TO DO - Pick out every line of the entries below that contains the word "cable" and copy each one.

PROVIDED DATA -

· · · ·

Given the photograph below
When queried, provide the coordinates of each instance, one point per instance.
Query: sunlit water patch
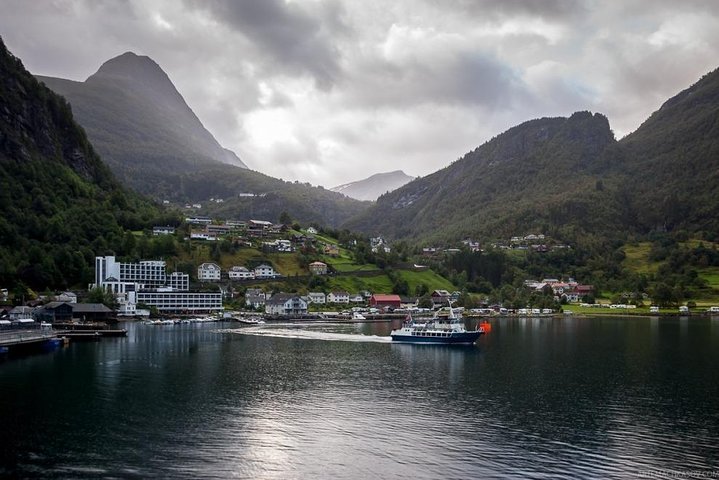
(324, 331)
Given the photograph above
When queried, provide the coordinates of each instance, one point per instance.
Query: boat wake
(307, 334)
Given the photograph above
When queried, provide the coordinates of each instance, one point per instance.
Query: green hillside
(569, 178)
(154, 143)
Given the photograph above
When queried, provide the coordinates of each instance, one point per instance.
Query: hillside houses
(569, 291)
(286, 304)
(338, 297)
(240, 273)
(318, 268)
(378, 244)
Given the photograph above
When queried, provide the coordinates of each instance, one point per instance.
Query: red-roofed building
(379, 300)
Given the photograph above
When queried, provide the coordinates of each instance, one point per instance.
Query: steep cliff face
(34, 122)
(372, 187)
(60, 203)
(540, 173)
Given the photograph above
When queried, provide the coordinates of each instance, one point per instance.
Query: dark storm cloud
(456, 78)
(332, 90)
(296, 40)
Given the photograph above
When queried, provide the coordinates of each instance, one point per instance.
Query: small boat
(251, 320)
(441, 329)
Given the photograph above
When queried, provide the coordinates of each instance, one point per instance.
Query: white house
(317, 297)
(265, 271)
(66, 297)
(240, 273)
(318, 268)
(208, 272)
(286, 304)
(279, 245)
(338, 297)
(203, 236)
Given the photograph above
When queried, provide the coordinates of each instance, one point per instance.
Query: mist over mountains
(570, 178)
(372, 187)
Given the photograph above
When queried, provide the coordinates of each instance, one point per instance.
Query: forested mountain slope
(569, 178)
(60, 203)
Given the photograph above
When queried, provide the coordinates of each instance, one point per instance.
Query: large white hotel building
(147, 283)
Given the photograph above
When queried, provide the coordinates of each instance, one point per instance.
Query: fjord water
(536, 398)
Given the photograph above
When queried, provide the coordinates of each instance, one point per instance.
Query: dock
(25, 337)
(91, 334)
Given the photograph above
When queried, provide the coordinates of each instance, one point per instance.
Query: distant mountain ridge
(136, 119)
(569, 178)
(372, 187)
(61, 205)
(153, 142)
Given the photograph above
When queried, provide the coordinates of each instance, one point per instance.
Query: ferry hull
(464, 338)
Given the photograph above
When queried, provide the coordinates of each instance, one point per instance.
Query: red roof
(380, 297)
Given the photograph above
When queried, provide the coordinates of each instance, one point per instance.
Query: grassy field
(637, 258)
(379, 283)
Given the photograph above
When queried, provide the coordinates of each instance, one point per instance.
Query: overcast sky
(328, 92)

· · · ·

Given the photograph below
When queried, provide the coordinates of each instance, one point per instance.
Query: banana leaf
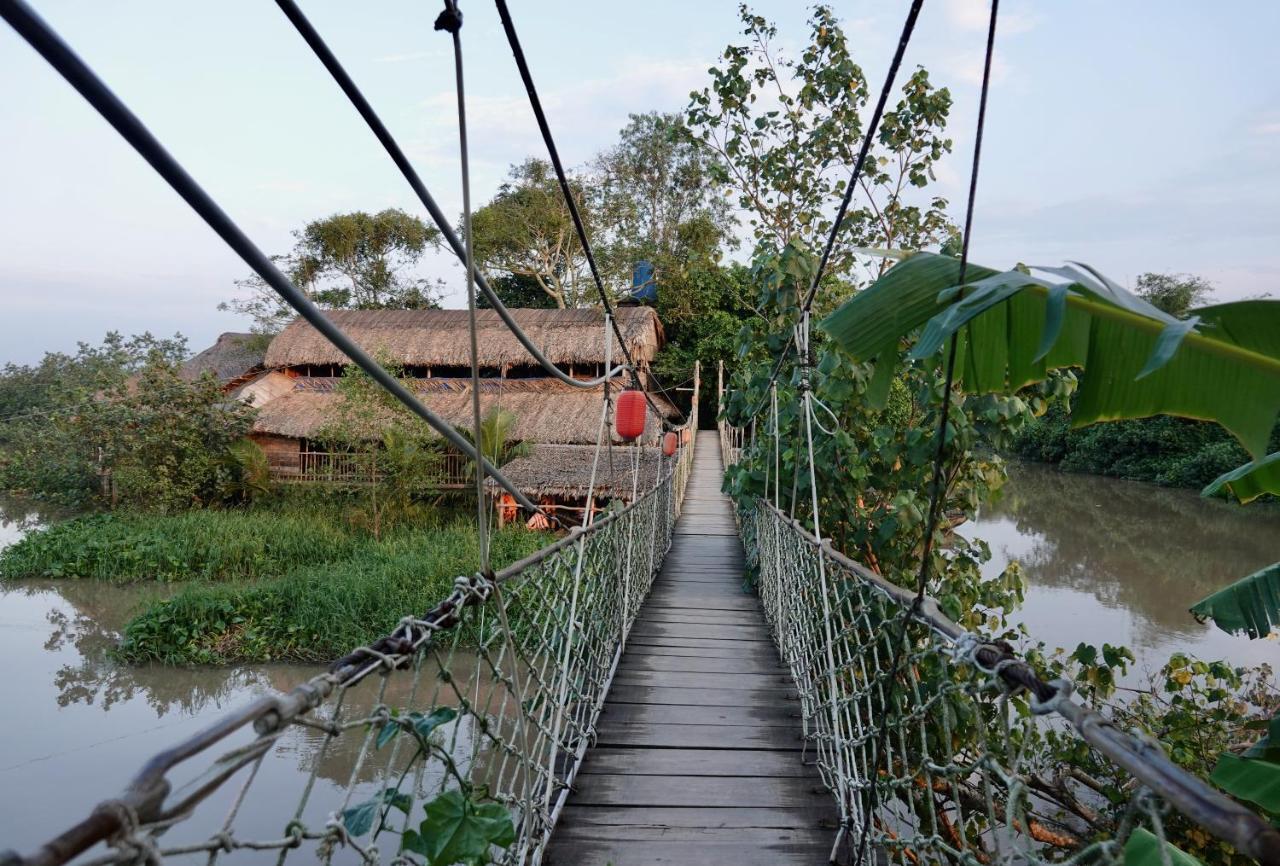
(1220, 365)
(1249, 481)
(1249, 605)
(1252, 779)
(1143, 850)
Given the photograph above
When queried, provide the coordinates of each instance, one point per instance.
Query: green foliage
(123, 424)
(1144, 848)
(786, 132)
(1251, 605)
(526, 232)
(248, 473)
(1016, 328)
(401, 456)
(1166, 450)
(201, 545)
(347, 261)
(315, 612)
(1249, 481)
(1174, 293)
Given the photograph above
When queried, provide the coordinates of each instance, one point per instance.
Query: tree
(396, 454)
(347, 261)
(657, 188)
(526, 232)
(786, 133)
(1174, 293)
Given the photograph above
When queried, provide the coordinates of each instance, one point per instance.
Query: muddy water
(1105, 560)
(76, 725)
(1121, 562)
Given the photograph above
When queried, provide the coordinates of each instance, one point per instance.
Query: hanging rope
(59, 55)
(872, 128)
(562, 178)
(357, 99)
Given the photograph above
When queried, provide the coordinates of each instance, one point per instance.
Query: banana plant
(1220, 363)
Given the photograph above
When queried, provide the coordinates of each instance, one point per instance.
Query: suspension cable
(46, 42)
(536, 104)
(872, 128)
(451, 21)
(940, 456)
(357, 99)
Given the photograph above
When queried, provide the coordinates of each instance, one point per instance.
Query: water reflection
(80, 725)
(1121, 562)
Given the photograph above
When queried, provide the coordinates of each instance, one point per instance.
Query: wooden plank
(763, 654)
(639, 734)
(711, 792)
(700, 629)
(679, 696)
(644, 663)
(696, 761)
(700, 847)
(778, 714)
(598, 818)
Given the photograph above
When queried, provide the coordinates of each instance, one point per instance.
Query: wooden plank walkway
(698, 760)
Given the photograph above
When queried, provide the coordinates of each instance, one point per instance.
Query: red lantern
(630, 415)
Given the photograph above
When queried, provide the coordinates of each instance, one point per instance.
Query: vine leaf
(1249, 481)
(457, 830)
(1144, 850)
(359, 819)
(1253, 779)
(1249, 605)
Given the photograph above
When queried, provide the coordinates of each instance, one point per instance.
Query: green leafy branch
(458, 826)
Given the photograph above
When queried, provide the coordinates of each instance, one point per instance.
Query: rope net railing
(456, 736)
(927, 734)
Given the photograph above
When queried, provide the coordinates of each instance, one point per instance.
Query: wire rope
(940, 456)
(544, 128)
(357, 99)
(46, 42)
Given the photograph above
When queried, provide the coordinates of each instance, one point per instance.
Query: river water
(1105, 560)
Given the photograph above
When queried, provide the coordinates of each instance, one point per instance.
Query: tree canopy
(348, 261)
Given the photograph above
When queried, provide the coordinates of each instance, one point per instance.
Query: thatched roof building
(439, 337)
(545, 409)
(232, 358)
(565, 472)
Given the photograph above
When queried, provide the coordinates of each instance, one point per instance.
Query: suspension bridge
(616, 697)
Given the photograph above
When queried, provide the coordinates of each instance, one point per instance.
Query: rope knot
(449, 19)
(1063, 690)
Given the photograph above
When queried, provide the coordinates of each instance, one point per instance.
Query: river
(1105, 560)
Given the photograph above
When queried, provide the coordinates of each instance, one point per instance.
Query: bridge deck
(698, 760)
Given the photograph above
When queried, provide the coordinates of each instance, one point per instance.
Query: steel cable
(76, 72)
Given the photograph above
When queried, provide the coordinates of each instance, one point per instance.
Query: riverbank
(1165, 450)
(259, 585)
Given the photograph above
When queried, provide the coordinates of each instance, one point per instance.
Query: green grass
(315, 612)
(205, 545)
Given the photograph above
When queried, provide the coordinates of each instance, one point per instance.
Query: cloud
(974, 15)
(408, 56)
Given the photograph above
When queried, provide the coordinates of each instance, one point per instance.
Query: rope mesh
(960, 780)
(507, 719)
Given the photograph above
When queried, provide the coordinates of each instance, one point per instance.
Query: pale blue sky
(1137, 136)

· · · ·

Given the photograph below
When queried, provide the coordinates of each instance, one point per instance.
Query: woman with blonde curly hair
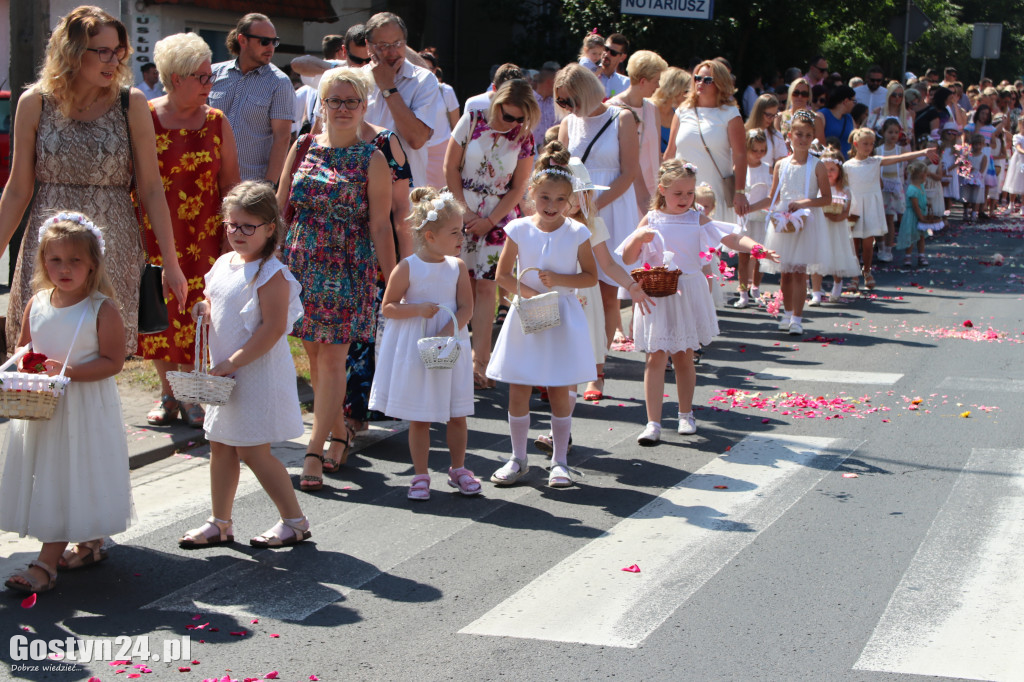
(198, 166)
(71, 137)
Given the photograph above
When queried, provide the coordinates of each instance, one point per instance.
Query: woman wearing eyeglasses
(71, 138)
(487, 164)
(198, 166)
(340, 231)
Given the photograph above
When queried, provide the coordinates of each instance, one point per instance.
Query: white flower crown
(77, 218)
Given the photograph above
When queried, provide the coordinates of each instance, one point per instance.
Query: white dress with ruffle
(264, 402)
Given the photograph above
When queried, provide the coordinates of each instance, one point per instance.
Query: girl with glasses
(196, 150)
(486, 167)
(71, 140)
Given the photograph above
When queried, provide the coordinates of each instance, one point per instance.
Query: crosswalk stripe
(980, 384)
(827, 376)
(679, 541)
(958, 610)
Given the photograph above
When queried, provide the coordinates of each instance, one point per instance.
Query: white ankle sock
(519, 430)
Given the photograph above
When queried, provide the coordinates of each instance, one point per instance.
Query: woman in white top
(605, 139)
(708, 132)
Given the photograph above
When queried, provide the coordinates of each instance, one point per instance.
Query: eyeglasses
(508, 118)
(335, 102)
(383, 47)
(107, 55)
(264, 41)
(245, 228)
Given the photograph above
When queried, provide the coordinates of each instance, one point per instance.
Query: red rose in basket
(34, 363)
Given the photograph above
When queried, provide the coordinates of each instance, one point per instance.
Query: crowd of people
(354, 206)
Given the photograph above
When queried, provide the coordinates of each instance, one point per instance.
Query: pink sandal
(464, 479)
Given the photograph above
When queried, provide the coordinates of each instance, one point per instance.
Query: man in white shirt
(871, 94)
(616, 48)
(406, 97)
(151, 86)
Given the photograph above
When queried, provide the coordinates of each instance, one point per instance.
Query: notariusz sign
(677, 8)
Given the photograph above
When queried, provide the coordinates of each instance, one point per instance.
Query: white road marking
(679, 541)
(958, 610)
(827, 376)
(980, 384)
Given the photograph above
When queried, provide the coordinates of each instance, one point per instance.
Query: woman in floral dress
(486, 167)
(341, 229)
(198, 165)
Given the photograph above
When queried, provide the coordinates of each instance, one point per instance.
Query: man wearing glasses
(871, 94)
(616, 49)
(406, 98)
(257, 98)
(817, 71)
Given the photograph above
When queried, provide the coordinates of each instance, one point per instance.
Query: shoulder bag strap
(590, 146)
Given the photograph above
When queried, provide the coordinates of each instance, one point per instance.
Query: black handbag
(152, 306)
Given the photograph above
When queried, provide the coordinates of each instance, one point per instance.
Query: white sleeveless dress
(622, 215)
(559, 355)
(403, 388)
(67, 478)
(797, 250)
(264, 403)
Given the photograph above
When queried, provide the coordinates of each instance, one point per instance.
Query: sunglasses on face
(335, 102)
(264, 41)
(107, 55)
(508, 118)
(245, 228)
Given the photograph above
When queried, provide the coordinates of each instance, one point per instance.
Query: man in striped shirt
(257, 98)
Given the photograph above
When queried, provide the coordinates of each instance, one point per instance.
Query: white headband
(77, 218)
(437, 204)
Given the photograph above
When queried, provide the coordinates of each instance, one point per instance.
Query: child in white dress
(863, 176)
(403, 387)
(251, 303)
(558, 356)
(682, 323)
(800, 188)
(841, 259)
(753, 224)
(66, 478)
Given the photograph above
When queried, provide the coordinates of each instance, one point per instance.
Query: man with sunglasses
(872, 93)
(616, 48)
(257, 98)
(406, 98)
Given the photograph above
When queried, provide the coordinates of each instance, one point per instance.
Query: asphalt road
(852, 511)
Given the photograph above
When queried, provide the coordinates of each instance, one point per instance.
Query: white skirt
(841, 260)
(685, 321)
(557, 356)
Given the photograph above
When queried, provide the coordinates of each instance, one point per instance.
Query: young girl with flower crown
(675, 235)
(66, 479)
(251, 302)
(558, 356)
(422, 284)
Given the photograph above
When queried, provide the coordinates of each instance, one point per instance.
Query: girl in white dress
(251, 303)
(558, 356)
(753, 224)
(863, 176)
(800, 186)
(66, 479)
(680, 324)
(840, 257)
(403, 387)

· · · ·

WRITTEN ANSWER -
Query: suspension cable
Query: steel cable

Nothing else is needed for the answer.